▶ **SUPPLIED TEXT**
+ + + + + + +

The author of the National Book Award winner and Pulitzer Prize finalist The Echo Maker, Richard Powers "may well be one of the smartest novelists now writing" (LOS ANGELES TIMES BOOK REVIEW)

Seventy-year-old avant-garde composer Peter Els opens the door one evening to find the police on his doorstep. His home DIY microbiology lab—the latest experiment in his lifelong attempt to extract music from rich patterns beyond the ear's ability to hear—has come to the attention of Homeland Security. Panicked by the raid on his house, Els turns fugitive, waiting for the evidence to clear him and for the alarm surrounding his activities to blow over. His days in hiding provoke memories of a turbulent century of musical turf wars and cause Els to reflect on a life spent chasing after transcendent sounds to the bewilderment of an indifferent public.

+ + + + + + +

▶ **LISTED RECORDS**
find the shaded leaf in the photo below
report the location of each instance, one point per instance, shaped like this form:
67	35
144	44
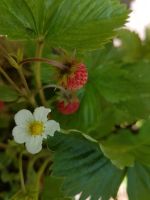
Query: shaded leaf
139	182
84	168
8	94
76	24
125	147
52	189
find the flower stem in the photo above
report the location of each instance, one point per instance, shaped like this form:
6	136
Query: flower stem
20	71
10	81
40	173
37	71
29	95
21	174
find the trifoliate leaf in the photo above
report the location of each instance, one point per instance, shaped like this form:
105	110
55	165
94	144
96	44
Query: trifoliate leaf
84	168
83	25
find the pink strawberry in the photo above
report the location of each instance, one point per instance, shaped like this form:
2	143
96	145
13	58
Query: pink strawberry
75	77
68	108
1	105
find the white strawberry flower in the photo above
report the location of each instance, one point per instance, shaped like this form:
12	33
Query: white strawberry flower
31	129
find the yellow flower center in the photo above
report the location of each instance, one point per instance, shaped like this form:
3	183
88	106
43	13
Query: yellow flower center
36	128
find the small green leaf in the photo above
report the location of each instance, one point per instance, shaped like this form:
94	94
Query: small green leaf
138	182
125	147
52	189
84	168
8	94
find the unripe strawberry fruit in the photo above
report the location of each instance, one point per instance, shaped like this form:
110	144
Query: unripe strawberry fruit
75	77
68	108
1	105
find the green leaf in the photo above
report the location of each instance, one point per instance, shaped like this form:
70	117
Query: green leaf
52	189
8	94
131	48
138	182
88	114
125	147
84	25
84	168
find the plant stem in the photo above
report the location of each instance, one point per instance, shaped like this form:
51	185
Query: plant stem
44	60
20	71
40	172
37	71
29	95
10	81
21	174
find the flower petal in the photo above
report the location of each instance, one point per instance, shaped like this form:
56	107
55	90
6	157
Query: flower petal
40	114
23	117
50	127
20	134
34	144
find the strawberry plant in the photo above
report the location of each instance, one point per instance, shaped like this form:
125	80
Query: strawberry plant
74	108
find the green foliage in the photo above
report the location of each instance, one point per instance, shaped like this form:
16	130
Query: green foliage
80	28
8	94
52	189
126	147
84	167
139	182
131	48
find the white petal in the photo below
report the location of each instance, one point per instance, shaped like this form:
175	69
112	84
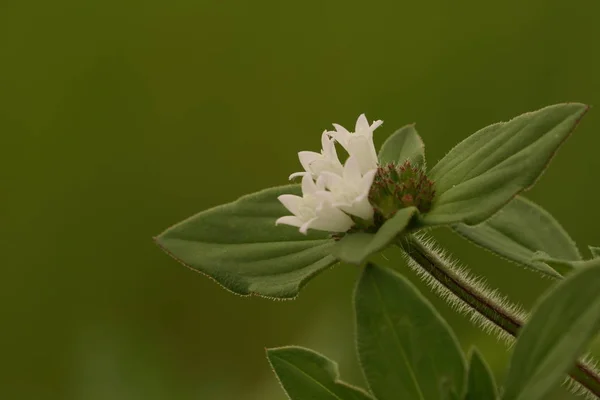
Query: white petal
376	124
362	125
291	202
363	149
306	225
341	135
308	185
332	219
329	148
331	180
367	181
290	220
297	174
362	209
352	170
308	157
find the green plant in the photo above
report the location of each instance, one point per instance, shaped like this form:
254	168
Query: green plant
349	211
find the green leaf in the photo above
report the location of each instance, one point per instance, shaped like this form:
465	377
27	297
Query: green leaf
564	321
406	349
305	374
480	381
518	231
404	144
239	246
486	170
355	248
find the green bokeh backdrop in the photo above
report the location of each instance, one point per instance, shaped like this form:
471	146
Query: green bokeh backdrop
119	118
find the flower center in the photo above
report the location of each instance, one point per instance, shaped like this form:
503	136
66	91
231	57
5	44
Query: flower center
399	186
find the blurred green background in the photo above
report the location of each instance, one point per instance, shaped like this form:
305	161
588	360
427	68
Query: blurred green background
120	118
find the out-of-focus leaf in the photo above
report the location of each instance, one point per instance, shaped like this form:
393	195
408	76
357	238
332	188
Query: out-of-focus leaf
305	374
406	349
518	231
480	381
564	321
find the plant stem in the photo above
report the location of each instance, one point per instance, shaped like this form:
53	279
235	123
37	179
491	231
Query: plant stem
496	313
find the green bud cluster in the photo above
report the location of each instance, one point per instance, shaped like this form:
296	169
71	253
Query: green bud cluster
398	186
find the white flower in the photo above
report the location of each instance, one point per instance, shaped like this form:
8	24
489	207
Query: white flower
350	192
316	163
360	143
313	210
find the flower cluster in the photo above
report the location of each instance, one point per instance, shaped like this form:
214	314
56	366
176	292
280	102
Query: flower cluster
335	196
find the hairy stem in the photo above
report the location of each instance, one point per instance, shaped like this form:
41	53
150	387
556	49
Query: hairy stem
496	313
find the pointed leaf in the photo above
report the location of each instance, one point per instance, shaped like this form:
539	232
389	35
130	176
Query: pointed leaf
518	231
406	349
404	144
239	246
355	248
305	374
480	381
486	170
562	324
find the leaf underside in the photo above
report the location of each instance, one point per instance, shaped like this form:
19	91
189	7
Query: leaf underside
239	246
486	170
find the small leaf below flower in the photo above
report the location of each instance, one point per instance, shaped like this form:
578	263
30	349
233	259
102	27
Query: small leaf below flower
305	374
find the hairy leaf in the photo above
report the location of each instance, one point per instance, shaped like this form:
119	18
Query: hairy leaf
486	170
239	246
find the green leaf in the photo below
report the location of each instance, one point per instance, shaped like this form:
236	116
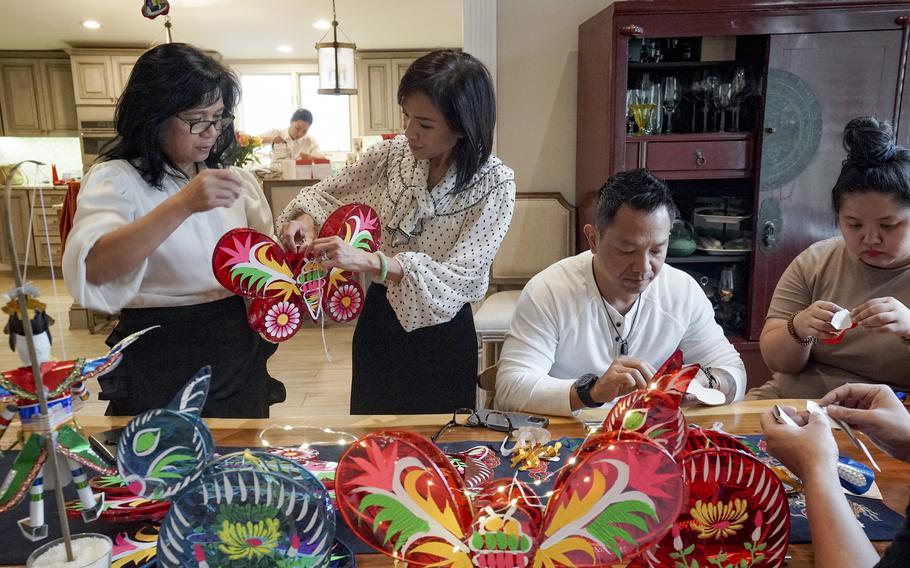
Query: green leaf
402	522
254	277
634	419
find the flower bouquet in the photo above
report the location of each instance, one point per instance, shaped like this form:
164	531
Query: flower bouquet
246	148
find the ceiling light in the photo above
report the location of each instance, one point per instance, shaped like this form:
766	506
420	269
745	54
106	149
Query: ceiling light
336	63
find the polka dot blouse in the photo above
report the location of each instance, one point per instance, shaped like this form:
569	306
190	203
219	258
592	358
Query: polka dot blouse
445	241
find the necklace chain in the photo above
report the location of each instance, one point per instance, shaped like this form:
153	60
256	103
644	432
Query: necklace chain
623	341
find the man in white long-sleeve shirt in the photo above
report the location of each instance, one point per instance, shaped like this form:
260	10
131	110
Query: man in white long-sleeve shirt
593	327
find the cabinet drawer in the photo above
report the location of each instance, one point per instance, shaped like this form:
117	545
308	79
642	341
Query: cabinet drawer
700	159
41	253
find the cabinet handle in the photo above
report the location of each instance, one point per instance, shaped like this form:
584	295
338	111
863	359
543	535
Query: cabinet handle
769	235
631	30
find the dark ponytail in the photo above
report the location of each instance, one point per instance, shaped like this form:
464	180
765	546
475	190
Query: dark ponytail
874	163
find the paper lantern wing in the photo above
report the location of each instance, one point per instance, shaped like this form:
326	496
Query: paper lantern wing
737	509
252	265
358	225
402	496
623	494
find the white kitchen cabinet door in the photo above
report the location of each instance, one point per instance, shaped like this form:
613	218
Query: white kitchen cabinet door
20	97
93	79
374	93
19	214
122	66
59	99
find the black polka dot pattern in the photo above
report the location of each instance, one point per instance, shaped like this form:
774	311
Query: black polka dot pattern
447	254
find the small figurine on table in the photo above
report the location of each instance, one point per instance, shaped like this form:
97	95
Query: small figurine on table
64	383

+ + + + + + +

▶ **ACTIVITIES**
1: Edit the passage about composer Peter Els. Start at the words "The author of", stop after "an indifferent public.", and replace "fugitive" with "recluse".
2: Pick up the description of composer Peter Els's story after its final sentence and carry it forward.

▶ **SET OF ANSWERS**
1:
The author of the National Book Award winner and Pulitzer Prize finalist The Echo Maker, Richard Powers "may well be one of the smartest novelists now writing" (LOS ANGELES TIMES BOOK REVIEW)

Seventy-year-old avant-garde composer Peter Els opens the door one evening to find the police on his doorstep. His home DIY microbiology lab—the latest experiment in his lifelong attempt to extract music from rich patterns beyond the ear's ability to hear—has come to the attention of Homeland Security. Panicked by the raid on his house, Els turns recluse, waiting for the evidence to clear him and for the alarm surrounding his activities to blow over. His days in hiding provoke memories of a turbulent century of musical turf wars and cause Els to reflect on a life spent chasing after transcendent sounds to the bewilderment of an indifferent public.

2:
As the national hysteria for safety erupts again in the face of this latest threat, Els—the "Bioterrorist Bach"—feeling the noose around him tighten, embarks on a cross-country trip to visit the people in his past who have most shaped his failed musical journey. Through the help of these people—his ex-wife, his daughter and his long-time artistic collaborator— Els comes up with a plan to turn this disastrous collision with the security state into one last, resonant artwork that might reach an audience beyond his wildest dreams.

Inspired by Steve Kurtz, the bio-artist wrongly arrested for terrorism by the FBI, Orfeo probes the boundary between stifling safety and reckless, releasing danger. It explores the varieties of human hunger, in particular the desire to hear more and to make meaning where there is none. Finally, the book is a meditation on that most endangered and priceless of human resources: attention.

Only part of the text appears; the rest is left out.